**SET TASK A**
Using the comments on Georgetown's Catholic identity, explain in one to three sentences how the University of Virginia got its name.
**SET TASK B**
Carry on the comments about Georgetown's Catholic identity from their last sentence.

And if you do say, “yes”, could you specify how it is any different from, let’s say, the University of Virginia?
Hey, Peitler, lighten up!
The University of Virginia is named after the state of that name, which is named after the colony of that name, which was named after Queen Elizabeth I of England who was known as the “Virgin Queen!”
With James Martin and his aanti-binary LGBTQ-ism on the board under DeGioia, how could there be any resemblance between Catholic Georgetown University and the University of Virginia? “‘Catholic’ as in contour-free pluralism.”
The question today, for some, is whether it’s oxymoronic for Georgetown to claim both a “Catholic and Jesuit identity.”
Is liberalizing a once Catholic University for sake of Academia’s plaudits a good thing? Does world recognition surpass what Newman described as The Idea of a Catholic University, the pursuit of universal knowledge and truth centered on Christ?

**PROVIDED MATERIAL**
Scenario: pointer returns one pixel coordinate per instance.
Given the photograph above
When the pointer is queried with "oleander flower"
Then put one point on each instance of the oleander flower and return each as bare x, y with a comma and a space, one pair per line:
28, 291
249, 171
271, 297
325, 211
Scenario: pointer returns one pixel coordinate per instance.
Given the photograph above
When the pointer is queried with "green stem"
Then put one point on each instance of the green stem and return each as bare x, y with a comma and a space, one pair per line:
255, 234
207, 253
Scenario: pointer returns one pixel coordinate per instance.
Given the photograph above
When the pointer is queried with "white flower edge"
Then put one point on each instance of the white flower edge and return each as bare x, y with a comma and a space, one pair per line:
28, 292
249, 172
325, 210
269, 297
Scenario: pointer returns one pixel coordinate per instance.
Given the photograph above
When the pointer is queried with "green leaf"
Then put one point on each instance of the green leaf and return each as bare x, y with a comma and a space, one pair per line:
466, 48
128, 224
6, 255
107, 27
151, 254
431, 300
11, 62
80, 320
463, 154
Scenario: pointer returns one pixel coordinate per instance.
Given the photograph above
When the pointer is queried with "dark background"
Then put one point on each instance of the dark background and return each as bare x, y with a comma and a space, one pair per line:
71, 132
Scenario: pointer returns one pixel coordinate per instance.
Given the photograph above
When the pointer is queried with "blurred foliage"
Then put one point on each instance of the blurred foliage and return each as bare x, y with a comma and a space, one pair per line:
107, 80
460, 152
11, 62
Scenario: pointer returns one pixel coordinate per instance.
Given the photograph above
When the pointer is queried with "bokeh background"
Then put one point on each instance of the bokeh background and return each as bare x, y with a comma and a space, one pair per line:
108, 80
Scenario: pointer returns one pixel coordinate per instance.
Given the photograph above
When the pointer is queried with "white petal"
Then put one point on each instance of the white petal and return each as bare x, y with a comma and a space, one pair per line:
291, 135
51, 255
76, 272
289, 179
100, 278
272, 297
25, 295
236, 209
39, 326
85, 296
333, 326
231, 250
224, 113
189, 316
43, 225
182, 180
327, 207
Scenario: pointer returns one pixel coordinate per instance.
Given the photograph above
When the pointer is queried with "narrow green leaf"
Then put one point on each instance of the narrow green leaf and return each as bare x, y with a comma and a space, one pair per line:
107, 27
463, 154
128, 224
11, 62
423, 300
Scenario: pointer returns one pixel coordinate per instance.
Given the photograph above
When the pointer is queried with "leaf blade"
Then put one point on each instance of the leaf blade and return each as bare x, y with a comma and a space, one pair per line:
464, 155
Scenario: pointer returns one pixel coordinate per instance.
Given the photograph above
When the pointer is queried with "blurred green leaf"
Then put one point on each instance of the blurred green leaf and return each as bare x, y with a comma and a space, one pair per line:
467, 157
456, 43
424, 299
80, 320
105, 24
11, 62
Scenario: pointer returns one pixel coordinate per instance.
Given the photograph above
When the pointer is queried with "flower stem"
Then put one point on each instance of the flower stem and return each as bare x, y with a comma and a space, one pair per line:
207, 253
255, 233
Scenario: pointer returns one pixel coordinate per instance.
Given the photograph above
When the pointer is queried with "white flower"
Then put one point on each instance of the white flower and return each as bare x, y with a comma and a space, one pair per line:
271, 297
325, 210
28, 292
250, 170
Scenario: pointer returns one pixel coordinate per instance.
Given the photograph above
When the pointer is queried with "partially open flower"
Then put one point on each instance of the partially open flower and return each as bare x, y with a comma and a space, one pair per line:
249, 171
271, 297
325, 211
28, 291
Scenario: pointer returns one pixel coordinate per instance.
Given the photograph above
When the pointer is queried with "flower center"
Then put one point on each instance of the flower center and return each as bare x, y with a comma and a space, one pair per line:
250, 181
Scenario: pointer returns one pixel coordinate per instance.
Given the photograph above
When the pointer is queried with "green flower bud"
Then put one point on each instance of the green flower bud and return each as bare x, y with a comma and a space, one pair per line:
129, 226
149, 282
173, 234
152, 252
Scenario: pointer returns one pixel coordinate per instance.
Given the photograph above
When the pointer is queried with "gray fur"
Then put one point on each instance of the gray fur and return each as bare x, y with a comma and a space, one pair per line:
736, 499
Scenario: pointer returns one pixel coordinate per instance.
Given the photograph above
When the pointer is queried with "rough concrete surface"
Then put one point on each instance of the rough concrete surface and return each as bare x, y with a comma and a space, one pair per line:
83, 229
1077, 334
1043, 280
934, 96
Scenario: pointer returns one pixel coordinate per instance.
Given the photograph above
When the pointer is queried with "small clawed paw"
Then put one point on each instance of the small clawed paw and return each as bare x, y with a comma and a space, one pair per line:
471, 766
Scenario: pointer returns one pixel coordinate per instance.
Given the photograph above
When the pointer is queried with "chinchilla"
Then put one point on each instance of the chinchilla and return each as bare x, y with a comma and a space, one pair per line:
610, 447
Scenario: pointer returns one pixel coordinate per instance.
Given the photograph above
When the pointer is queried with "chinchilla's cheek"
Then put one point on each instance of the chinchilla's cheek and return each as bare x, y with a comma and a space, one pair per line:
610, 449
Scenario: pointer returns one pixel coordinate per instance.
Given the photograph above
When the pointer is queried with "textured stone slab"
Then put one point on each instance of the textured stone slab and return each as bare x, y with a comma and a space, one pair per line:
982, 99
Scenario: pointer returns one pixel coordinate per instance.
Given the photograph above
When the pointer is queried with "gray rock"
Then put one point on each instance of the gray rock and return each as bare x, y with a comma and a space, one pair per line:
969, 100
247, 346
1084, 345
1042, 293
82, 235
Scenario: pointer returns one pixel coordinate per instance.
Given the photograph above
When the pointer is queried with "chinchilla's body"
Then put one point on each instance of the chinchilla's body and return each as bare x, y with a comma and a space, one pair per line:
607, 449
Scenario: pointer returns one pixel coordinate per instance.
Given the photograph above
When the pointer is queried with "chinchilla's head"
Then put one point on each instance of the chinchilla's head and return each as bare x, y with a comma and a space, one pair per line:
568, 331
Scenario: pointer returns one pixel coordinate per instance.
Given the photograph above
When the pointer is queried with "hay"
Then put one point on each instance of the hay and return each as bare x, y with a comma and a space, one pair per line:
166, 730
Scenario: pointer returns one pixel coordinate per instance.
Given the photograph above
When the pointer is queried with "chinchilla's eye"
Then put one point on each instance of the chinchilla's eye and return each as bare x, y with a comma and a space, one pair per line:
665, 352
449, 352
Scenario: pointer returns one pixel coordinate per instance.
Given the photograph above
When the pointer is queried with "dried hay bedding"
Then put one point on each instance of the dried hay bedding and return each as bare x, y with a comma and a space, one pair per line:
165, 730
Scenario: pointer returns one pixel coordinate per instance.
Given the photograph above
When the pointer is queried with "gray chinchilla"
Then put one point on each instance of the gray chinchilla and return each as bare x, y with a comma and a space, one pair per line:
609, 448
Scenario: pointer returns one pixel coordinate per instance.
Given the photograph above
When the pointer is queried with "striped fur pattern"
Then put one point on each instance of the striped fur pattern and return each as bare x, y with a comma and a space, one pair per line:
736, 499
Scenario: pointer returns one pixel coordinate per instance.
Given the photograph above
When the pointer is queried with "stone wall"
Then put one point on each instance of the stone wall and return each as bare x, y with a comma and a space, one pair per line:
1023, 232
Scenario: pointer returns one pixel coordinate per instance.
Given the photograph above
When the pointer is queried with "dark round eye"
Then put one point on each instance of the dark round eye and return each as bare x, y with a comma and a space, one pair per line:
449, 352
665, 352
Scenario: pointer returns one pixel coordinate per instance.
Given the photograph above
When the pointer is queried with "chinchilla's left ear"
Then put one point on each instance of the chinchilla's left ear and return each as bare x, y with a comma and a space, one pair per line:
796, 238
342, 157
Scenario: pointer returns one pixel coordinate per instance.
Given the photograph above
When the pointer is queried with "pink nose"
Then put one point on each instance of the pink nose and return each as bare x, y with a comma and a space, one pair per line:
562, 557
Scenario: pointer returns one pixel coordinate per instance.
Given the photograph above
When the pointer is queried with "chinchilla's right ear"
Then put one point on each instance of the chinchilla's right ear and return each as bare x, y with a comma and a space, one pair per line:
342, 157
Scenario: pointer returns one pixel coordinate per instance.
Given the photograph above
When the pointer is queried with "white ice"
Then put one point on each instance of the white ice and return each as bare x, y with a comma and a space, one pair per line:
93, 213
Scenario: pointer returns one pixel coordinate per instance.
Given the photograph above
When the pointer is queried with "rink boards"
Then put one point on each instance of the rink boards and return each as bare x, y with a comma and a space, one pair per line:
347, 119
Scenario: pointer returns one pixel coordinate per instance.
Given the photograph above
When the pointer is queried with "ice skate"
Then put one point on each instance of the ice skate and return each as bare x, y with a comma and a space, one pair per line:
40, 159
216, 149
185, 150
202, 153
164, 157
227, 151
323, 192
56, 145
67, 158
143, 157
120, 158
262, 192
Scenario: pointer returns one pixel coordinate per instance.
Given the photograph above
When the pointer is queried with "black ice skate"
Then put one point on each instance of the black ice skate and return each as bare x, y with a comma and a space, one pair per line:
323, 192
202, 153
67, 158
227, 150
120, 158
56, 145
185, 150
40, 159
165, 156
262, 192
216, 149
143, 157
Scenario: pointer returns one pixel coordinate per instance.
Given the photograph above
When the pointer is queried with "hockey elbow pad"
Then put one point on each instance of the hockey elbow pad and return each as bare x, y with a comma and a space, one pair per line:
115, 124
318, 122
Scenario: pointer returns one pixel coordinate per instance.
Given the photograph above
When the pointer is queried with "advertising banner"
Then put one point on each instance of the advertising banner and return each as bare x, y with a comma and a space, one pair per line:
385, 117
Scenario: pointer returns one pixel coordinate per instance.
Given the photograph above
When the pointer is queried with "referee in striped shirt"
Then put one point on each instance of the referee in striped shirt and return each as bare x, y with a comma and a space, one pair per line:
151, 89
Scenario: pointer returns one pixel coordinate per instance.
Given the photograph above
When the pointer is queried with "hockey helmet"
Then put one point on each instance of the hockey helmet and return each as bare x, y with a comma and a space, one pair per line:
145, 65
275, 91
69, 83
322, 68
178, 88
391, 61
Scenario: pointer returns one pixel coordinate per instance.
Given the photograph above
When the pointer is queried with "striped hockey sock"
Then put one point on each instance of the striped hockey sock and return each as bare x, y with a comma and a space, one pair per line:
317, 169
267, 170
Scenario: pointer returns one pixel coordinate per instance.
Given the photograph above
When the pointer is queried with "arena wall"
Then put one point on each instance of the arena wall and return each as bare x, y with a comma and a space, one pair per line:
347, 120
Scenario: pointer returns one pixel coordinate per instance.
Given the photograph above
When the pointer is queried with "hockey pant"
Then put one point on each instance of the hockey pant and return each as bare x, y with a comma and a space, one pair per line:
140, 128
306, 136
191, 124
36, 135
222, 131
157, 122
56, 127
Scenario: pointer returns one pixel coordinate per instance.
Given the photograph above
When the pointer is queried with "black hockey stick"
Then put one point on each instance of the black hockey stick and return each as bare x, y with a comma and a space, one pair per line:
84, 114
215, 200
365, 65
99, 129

**EXERCISE RESULT A**
The University of Virginia is named after the state of Virginia. The state is named after the colony of that name, and the colony was named after Queen Elizabeth I of England, who was known as the "Virgin Queen."

**EXERCISE RESULT B**
Notre Dame’s Fr Hesburgh CSC engineered the Land O’ Lakes statement declaring Catholic universities cannot be bound to “authority of any kind”, basically reducing Catholicism’s faith in Christ to an ideology as described by our present pontiff. Not until 1990 and John Paul II’s Apostolic Constitution Ex corde Ecclesiae was the Land O’Lakes statement repudiated.
There likely are some orthodox Catholic professors at Georgetown and Notre Dame although widespread damage has been done throughout Catholic academia on the college and university graduate level. And neither John Paul nor Benedict addressed the problem sufficiently. We’d likely have far more vocations and a more coherent practice of the faith if that were done.